(Text under study):
===============
In other news regarding biofuels, David Irvin reported yesterday at the Arkansas Democrat-Gazette Online that, “Sen. Blanche Lincoln, D-Ark., said Congress must think through more deeply the unintended consequences of energy policy before making sweeping changes to current policy.

“‘I think it is right for us to set ambitious goals for renewable fuels, but we have to be cautious of the consequences and make sure that what we are doing is being thoughtful of the other industries that suffer those consequences,’ Lincoln said. The U. S. Department of Agriculture says the government’s ethanol policy has not caused a significant amount of food-price inflation. ‘We don’t think conditions today warrant changes,’ Agriculture Secretary Ed Schafer told a group of reporters and editors in Washington earlier this month, Bloomberg News reported. Corn prices rose about 80 percent in the last year, and with recent floods in the Corn Belt, the cost of a bushel of corn is now hovering above $7. That matters to meat producers like Springdale-based Tyson Foods Inc., because it uses corn and soybeans to feed millions of chickens every week. Tyson will absorb $600 million of extra grain expense this year, the company has said. It also matters to consumers, because the price of meat is rising on retail shelves as manufacturers cope with the commodity inflation. Even food banks have been affected, one Springdale minister said. To what degree ethanol production affects the price of corn — and food — is a matter of debate. But the issue will almost certainly fuel a political clash after the new president takes office, as the meat industry works this year in the halls of Congress to get rid of subsidized ethanol in the United States.”
===============
(Task item): Reproduce word for word the portion of the biofuels news report between "In other news" and "to current policy.", inclusive.

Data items
===============
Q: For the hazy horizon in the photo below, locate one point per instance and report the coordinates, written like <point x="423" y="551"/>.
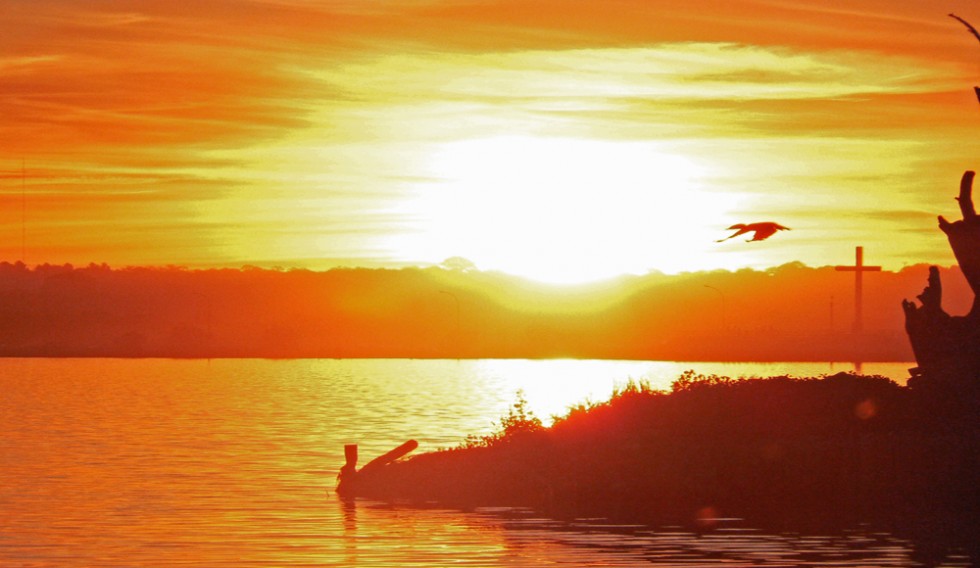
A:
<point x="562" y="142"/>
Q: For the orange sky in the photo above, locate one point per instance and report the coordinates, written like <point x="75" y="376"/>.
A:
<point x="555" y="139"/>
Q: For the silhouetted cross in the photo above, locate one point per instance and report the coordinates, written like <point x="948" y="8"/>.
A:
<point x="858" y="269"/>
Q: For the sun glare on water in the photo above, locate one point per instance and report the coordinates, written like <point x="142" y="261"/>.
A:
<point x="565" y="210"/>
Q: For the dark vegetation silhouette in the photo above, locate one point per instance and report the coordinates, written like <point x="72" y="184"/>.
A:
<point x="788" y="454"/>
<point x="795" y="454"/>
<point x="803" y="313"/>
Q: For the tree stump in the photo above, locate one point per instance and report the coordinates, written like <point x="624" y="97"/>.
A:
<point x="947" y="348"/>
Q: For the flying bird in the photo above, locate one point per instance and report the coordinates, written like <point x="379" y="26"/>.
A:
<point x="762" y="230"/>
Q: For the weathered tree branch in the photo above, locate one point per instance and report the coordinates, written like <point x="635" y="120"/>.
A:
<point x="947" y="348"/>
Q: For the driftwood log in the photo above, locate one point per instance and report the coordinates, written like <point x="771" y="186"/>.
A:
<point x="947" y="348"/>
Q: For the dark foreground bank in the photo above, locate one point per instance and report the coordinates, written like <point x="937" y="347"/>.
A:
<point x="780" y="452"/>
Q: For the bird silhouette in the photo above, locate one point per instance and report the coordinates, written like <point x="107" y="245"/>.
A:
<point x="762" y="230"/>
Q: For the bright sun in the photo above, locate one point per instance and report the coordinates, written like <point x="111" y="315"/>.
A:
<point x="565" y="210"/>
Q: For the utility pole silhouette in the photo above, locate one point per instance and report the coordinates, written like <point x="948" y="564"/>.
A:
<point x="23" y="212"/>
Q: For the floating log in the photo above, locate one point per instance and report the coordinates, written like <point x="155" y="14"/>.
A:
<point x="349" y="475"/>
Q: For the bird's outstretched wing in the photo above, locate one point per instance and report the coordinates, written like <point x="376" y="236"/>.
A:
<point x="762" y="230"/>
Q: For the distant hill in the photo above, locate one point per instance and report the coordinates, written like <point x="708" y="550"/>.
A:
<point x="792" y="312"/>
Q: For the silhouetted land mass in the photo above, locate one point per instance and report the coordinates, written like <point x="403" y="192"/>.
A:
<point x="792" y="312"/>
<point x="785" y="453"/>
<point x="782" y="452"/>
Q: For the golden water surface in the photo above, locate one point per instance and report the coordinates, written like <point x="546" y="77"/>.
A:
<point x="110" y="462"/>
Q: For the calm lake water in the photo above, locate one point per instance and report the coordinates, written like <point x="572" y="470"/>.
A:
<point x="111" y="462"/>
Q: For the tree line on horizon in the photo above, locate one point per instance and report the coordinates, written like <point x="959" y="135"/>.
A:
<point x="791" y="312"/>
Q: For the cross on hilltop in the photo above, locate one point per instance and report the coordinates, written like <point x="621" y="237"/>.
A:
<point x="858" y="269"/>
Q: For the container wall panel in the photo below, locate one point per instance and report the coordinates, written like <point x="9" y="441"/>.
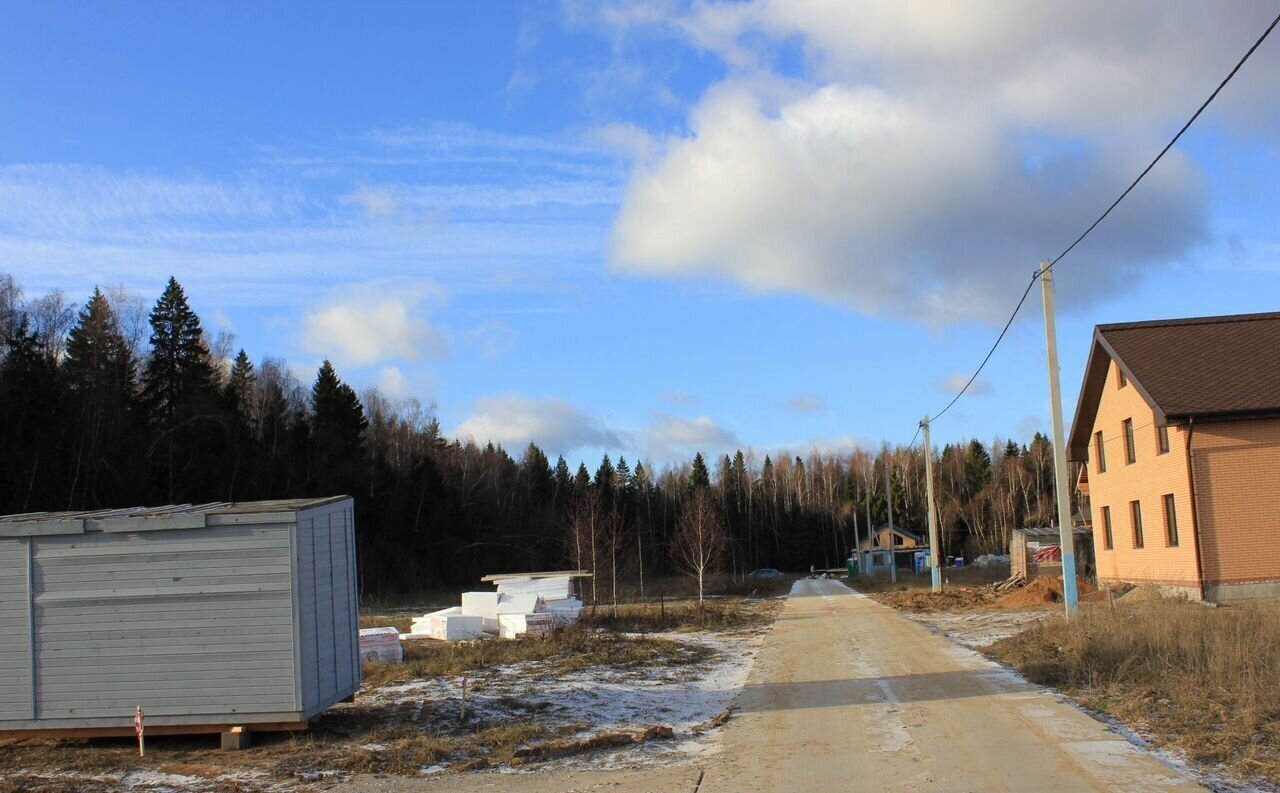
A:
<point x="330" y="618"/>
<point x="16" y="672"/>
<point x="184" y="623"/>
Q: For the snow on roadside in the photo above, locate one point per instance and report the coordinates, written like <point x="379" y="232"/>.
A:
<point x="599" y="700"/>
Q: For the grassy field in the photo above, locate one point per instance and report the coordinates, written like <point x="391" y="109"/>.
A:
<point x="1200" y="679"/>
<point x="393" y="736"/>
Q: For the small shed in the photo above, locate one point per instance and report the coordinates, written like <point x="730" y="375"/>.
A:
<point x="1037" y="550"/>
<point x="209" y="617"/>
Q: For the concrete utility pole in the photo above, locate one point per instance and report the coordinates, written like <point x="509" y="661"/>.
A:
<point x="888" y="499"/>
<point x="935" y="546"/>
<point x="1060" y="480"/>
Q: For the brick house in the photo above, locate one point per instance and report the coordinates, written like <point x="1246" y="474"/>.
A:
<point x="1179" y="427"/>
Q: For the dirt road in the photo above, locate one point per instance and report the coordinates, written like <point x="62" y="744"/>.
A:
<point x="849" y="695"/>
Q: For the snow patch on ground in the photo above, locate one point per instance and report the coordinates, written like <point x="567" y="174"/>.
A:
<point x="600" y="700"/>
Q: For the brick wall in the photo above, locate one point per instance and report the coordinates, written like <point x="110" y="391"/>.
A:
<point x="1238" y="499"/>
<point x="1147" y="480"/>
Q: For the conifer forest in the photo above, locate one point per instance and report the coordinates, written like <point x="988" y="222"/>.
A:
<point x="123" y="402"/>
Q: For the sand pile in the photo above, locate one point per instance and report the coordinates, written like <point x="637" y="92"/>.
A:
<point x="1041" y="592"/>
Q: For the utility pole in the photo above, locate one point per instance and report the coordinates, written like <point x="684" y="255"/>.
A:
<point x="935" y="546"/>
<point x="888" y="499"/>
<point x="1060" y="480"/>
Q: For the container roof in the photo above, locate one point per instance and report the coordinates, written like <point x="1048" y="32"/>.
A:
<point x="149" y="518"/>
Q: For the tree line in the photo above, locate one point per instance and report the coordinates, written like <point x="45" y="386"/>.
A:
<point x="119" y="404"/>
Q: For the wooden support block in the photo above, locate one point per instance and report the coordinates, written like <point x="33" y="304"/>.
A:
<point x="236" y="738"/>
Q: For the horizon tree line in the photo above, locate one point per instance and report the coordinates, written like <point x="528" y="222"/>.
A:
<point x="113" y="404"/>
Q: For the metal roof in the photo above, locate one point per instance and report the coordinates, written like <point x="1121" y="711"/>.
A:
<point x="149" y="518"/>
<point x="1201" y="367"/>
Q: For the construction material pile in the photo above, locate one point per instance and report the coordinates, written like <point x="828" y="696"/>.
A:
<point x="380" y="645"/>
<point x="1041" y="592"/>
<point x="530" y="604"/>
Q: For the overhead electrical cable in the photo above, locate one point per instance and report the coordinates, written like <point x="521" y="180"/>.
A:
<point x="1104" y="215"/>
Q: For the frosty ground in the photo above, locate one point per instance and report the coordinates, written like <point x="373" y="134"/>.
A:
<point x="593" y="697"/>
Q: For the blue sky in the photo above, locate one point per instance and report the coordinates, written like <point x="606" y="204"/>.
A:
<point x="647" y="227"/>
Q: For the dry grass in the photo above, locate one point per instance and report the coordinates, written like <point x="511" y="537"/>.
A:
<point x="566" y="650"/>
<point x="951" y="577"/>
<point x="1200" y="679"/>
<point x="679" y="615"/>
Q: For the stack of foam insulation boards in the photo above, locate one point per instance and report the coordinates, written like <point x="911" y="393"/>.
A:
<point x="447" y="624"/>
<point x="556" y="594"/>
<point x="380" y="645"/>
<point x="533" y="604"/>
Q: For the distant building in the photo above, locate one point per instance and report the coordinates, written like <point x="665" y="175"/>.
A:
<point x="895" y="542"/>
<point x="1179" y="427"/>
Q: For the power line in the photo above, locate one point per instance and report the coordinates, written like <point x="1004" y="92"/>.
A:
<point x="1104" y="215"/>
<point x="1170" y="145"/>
===============
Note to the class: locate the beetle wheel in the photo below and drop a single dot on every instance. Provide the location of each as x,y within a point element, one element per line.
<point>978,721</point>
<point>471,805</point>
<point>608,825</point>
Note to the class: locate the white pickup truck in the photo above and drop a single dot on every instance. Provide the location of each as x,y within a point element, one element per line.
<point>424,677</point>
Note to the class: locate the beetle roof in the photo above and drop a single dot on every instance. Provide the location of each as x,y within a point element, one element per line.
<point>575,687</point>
===============
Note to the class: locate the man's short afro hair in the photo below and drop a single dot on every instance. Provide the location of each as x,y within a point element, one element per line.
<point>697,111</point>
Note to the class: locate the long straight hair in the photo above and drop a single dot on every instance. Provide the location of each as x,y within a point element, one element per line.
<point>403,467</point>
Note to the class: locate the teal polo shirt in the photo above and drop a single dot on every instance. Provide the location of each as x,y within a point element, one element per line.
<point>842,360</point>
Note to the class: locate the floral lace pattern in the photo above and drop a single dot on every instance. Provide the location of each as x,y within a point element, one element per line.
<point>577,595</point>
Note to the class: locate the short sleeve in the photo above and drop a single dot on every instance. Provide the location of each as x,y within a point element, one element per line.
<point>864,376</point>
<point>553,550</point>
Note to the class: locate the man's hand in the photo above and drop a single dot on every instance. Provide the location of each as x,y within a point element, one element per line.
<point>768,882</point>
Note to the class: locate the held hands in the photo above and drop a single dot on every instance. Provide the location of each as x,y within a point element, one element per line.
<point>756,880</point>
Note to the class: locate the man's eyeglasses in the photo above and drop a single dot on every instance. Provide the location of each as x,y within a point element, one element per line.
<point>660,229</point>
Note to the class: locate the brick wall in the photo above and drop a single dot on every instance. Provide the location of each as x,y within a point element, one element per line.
===============
(Answer):
In other news regarding biofuels, David Irvin reported yesterday at the Arkansas Democrat-Gazette Online that, “Sen. Blanche Lincoln, D-Ark., said Congress must think through more deeply the unintended consequences of energy policy before making sweeping changes to current policy.